Input records Block Start

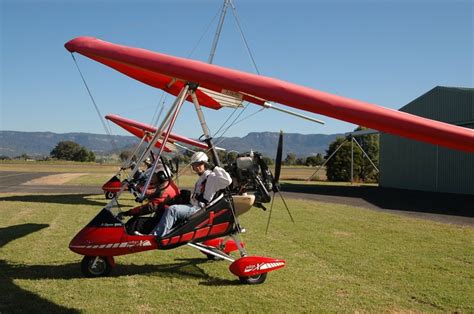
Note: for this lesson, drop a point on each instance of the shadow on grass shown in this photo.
(184, 268)
(68, 199)
(13, 298)
(392, 199)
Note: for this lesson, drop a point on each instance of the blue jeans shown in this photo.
(173, 214)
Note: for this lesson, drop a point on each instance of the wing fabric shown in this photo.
(140, 129)
(170, 73)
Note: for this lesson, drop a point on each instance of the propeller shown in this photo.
(276, 178)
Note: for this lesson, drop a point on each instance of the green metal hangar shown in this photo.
(408, 164)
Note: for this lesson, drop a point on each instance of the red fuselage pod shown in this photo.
(106, 236)
(254, 265)
(227, 247)
(210, 223)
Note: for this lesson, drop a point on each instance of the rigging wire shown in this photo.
(234, 13)
(107, 130)
(204, 34)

Input records Block End

Take every line of the material and copy it exactly, leaving out the pictures.

**Response box**
Note: for this lesson, drop a point on each instance of the shadow on grass shown in this photo.
(184, 268)
(68, 199)
(13, 298)
(392, 199)
Note: for this lesson, drop a point on each instance of the blue jeans shown in this photo.
(173, 214)
Note: for this lesson, drop a point on each instance of the wing fabric shown in this photo.
(140, 129)
(170, 73)
Note: for this lesson, drop a point on each instance of the propeller shown in this photo.
(276, 178)
Note: for this lesson, drop a point on each instance of the green metal hangar shown in this photo.
(408, 164)
Note: for this lesson, drop a point on each instance of the red fuselage pod shown in this photo.
(106, 236)
(254, 265)
(227, 247)
(210, 223)
Note: for this lesson, drop a point on each instance of the rigging wire shown in this photo.
(234, 13)
(107, 130)
(204, 34)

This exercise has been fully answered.